##### Materials provided #####

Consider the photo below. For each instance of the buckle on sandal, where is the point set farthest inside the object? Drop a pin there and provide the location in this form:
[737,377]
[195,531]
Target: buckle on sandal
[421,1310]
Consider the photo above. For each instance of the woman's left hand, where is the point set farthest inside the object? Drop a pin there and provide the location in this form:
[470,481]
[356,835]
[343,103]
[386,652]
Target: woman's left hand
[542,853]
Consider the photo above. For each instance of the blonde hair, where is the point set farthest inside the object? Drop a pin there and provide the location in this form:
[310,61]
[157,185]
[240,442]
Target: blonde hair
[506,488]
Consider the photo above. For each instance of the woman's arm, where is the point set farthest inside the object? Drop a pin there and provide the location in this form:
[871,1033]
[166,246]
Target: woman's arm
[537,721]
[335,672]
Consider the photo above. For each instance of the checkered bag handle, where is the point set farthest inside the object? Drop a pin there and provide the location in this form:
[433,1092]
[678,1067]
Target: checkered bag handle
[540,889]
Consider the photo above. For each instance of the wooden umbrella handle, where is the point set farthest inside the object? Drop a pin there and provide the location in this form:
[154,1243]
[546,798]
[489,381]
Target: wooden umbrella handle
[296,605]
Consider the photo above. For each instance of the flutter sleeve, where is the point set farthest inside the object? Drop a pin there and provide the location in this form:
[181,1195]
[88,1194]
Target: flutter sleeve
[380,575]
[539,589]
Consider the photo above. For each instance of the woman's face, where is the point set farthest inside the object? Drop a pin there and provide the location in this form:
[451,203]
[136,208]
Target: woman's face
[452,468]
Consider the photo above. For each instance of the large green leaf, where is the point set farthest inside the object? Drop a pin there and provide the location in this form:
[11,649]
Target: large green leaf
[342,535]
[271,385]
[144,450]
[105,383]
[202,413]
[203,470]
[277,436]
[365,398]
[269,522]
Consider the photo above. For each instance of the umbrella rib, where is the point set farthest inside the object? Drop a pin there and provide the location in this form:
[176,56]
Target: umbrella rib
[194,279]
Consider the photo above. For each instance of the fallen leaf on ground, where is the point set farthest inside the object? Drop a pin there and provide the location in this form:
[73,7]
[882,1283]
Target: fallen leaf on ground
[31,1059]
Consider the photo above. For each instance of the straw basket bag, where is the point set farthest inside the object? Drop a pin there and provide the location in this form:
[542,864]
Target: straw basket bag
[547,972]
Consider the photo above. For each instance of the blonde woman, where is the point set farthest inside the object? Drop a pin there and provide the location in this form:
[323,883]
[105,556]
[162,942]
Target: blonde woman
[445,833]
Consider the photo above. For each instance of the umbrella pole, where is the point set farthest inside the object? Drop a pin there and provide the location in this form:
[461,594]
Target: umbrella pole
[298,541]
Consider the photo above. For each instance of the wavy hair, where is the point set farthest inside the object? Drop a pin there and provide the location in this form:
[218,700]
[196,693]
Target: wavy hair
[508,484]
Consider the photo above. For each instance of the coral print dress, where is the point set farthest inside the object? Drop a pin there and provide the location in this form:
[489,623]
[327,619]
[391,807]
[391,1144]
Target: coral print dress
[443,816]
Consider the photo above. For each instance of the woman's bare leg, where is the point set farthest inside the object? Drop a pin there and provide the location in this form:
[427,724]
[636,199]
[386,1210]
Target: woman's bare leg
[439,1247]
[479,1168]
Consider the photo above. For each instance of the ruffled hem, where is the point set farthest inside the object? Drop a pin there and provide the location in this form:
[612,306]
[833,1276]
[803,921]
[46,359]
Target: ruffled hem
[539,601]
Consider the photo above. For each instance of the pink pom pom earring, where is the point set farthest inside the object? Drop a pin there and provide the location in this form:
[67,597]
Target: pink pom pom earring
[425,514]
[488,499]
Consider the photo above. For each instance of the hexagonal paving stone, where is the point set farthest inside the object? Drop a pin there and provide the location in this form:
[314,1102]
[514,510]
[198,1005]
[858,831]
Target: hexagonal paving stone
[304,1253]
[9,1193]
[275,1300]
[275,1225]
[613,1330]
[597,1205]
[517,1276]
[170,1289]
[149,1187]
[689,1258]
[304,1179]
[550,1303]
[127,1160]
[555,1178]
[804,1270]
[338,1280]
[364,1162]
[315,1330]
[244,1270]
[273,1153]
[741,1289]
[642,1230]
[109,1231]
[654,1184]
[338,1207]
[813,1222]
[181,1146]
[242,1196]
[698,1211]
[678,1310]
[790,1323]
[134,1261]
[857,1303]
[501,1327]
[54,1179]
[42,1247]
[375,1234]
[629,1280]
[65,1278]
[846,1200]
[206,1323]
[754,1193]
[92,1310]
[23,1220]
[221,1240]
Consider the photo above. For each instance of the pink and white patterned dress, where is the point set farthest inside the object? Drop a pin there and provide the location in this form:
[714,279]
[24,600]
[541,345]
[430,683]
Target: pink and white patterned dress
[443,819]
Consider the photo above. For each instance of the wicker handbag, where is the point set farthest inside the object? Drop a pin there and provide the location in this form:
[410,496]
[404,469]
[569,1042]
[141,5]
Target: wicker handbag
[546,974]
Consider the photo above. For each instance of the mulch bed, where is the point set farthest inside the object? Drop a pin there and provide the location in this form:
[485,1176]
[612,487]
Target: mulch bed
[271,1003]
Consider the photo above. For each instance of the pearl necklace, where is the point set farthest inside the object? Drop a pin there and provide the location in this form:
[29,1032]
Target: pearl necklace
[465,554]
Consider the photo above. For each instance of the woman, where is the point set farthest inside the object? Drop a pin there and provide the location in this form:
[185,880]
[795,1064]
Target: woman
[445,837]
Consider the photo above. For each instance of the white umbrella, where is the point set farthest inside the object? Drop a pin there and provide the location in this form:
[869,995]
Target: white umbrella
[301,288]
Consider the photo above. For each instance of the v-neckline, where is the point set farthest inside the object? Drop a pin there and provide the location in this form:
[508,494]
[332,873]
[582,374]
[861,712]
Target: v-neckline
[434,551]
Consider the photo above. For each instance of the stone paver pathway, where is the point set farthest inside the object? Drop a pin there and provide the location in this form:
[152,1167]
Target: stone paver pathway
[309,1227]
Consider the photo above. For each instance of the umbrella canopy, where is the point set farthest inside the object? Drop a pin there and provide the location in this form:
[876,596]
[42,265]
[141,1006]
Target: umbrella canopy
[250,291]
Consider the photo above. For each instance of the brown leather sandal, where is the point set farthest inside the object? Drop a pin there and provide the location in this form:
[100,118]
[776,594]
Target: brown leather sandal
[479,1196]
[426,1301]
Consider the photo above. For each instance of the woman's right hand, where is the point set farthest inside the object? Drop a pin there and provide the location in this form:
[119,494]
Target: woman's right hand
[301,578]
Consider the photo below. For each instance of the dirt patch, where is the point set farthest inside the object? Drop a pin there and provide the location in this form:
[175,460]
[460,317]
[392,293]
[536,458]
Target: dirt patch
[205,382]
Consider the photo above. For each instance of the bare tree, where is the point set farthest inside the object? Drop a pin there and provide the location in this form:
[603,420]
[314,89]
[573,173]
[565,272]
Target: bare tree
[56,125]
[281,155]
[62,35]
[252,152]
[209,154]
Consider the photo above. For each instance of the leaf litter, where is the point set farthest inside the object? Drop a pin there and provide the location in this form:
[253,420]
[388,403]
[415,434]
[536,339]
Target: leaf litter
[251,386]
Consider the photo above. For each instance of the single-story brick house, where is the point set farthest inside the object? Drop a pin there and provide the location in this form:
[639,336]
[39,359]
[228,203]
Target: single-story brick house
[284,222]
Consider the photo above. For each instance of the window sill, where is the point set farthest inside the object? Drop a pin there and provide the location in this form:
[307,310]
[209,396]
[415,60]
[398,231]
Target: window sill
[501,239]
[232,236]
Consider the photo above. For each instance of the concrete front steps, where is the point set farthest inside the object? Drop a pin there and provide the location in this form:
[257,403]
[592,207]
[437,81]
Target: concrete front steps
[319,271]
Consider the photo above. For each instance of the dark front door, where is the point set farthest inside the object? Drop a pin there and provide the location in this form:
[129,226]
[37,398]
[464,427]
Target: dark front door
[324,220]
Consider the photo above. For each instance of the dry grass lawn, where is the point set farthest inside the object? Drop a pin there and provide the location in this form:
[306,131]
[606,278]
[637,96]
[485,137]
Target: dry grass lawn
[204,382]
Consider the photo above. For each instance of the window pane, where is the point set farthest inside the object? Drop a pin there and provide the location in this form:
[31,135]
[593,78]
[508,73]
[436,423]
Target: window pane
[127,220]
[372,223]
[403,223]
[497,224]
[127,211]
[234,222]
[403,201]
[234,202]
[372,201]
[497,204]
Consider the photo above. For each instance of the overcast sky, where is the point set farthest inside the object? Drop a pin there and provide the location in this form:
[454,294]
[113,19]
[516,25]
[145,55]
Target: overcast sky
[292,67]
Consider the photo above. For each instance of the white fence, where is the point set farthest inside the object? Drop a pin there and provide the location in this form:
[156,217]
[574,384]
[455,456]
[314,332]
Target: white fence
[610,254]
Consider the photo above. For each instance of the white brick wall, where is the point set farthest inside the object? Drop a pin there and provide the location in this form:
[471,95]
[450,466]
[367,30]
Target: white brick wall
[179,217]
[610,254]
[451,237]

#####

Going through the material, find each line with the string "below". Then state only how many there are.

2